─── Records supplied ───

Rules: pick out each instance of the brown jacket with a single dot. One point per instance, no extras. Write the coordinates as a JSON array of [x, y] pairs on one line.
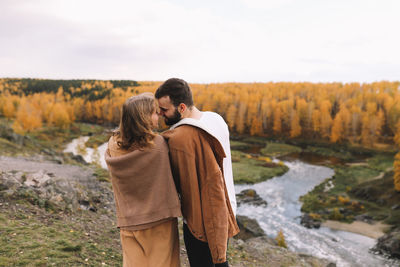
[[197, 166], [144, 189]]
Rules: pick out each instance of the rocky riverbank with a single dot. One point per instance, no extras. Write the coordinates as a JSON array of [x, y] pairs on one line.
[[57, 214]]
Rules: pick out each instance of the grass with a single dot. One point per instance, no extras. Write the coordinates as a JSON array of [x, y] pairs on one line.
[[238, 145], [34, 237], [97, 140], [325, 151], [57, 138], [279, 149], [357, 191], [250, 170], [381, 162]]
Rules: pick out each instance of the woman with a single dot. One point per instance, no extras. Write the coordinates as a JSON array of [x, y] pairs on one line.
[[145, 195]]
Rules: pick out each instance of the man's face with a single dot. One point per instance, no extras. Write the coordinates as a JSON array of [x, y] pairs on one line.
[[168, 110]]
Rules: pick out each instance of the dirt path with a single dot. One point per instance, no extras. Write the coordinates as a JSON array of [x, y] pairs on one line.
[[375, 230], [37, 164]]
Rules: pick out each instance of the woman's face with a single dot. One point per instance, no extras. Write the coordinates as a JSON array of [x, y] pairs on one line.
[[154, 119]]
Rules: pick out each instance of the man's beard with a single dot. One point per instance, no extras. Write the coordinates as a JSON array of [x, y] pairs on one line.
[[174, 119]]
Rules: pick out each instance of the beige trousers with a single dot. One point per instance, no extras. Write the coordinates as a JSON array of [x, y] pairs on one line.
[[157, 246]]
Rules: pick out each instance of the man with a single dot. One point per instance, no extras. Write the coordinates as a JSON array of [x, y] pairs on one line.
[[201, 165]]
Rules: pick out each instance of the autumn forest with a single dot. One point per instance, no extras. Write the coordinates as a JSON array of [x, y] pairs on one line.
[[361, 114]]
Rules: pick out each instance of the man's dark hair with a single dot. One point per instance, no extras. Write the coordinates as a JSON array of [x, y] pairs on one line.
[[178, 91]]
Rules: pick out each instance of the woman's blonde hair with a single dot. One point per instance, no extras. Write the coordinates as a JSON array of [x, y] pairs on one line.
[[135, 127]]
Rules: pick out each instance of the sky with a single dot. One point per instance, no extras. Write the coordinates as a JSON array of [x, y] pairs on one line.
[[201, 41]]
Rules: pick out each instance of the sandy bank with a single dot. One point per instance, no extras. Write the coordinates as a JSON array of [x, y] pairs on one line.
[[375, 230]]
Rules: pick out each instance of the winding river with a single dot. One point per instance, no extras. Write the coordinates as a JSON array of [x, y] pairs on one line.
[[283, 213]]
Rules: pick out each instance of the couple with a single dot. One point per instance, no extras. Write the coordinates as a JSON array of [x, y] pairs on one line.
[[187, 171]]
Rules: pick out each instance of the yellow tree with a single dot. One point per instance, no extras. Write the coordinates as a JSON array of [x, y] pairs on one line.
[[396, 164], [326, 120], [295, 128], [28, 118], [277, 127], [231, 116]]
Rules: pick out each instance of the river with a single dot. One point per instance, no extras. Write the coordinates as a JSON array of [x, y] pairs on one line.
[[283, 213]]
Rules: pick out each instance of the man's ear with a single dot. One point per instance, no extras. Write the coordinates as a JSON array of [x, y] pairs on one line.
[[182, 108]]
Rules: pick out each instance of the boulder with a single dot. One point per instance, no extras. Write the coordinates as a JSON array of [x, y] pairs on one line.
[[250, 196], [249, 228], [364, 218], [389, 244], [309, 222]]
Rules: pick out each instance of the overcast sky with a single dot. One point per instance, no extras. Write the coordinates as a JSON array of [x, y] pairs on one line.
[[201, 41]]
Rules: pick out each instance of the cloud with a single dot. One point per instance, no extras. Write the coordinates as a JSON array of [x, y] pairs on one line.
[[247, 40]]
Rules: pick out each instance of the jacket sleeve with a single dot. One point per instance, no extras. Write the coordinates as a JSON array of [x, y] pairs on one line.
[[214, 203], [202, 163]]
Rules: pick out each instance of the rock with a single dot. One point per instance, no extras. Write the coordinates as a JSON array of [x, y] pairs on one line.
[[395, 207], [50, 190], [8, 133], [37, 179], [249, 228], [78, 158], [250, 196], [364, 218], [309, 222], [389, 244]]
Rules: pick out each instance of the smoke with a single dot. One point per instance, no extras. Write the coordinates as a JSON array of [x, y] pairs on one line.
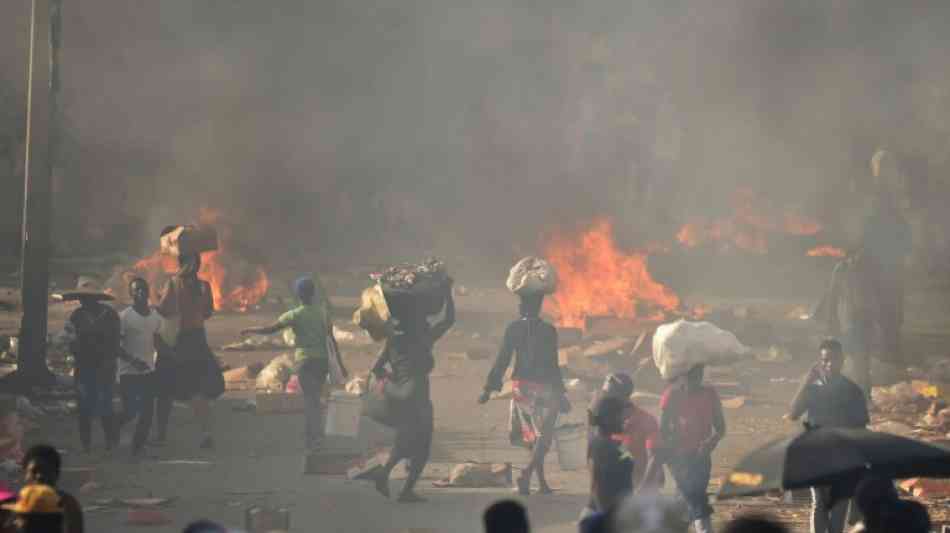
[[362, 130]]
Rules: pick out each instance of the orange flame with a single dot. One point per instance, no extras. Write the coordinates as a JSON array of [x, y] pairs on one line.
[[596, 279], [229, 294], [748, 228], [826, 251]]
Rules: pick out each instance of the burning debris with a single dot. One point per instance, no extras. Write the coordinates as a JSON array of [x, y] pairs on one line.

───

» **Your assignment**: Repeat the data above exactly, leaving out any pictures it holds.

» **Finished exercise**:
Rules: pick out each instance of the brown jacket with a single dot. One point per instance, no extras. Write the coordinates as a JSON array of [x, y] pairs on one line.
[[197, 166], [144, 189]]
Rules: pick out each instance of the rocky riverbank with a single dot. One point per instance, no extras. Write the coordinates as a JSON array of [x, y] pairs on one line.
[[57, 214]]
Rules: pick out each instance of the grass with a single dot. One point per instance, no extras. Write the coordinates as a JSON array of [x, y] pairs on one line.
[[238, 145], [34, 237], [97, 140], [325, 151], [57, 138], [279, 149], [357, 191], [250, 170], [381, 162]]
Rules: pick out each instance of the woman with a single dot. One point per instance, no extras. Write the coordinates as a JSON array of [x, y] pairs on one line.
[[145, 195]]
Rules: pick out each instance of the man's face with a single dot. One point per instance, no extras. Write the coordinates as a JSON array of [x, y] pairs on one line.
[[168, 110]]
Rules: pick out each instance of the dirt path with a single dot. One point per instance, no extras. Write the coordinates as a JSON array of [x, y] pairs on one line.
[[375, 230], [37, 164]]
Rules: pick out each instance of the woman's face with a single dot. One point per instance, no extras. Write the coordinates as a JSON array of [x, y] pairs on one line.
[[154, 119]]
Rules: pick out each instance of the man's beard with a single dot. One point per instance, no extras. Write the coordinates as a JSON array of [x, y] pairs on one line.
[[174, 119]]
Rules: pick out each instance of the beige trousers with a single dot. One point per instance, no extras. Write the coordinates as a JSON array of [x, y] pairs on one line.
[[157, 246]]
Rules: pick out each instance of the man with a single dot. One point per instance, no extras. Write the coordinates as a JSON array of [x, y] pairs on one line.
[[201, 165]]
Rules: pick out each instance of the autumn forest with a single dot. One point per instance, no extras. Write the coordinates as a JSON array of [x, y] pairs on one line.
[[361, 114]]
Rules: pick out each instance of the man's dark hair with a single dot. One point per instance, no extras. Write the coordinates as a JSON array of [x, y] pairs on one line.
[[178, 91]]
Rules: pick out each instance of the woman's blonde hair with a single dot. One point per instance, no extras. Write the coordinates as a JSON array of [x, y] pairs on one line.
[[135, 127]]
Rules: pick out each instance of the sky with a single dot. One point per instance, no extras. Write the coordinates as a JSON array of [x, y] pairs on one line.
[[201, 41]]
Rules: pick out each instance of the sandy bank with a single dot. One point per instance, no extras. Write the coordinates as a JSON array of [x, y] pairs on one line.
[[375, 230]]
Rules: pick out each instance of the winding river with a single dot. One point per instance, no extras. Write the coordinates as a JSON array of [x, y] pairs on one line.
[[283, 213]]
Rules: pick out each instance of the couple with a single dot. One point per instance, no extras. Write the coordinates as a JSON array of [x, y] pairs on one line.
[[187, 171]]
Rules: pick out each instance of the yellow tree with a single dot. One point per instance, no extras. Write the coordinates as a JSON array of [x, y] pairs on one line.
[[396, 164], [326, 120], [295, 128], [28, 118], [277, 127], [231, 116]]
Rules: pick out each instance of the river with a single dot. One point per instance, no extras. Write the coordinates as a JSON array of [x, y] pairs on one line.
[[283, 213]]
Rules: pick out each instance of the man's ear with a single dot. One point per instance, no extras. Write the coordinates as a JSON array of [x, y] pairs on one line.
[[182, 108]]
Rules: pick out each instance of the boulder with a single dot. One point per instance, no extras. Write the coordinates as a JSON array of [x, y] pairs on one line.
[[250, 196], [249, 228], [364, 218], [389, 244], [309, 222]]
Rules: pick out each instance of the overcast sky with a single dot. One point per instance, no extras. Write the coordinates as a JSON array of [x, y] pairs on one line.
[[201, 41]]
Rules: pick out each instance of the cloud with a single dot. One point per instance, no extras. Write the coordinates as a JSON array of [x, y] pairs on one line.
[[247, 40]]
Rules: pick out each instance of the jacket sleeve with a single dot. One point per instance, no extras. Write the coordinates as a JSON array of [x, y] pairs on one line.
[[214, 203], [202, 163]]
Rules: pick out each instance of the rock with a single dot. One point per instance, no extras. Write the coordinates as a JSON array of [x, y] pairs on one line.
[[395, 207], [50, 190], [8, 133], [37, 179], [249, 228], [78, 158], [250, 196], [364, 218], [309, 222], [389, 244]]
Rules: pick out each instance of the smoke with a single dot. One point per instance, no extras. Write the coordinates as a JSON array of [x, y] pairs on one line.
[[362, 130]]
Rules: pick out each instance of the orange flame with a single dot. One point per instance, no extras. Write the coordinates as a JSON array of [x, y] pairs on one line.
[[596, 279], [229, 294], [748, 228], [826, 251]]
Rules: pick out each instance of the burning debris with a single dot. One point per instance, no extras. Write the coordinates as a JSON array of [x, y] pairs on one line.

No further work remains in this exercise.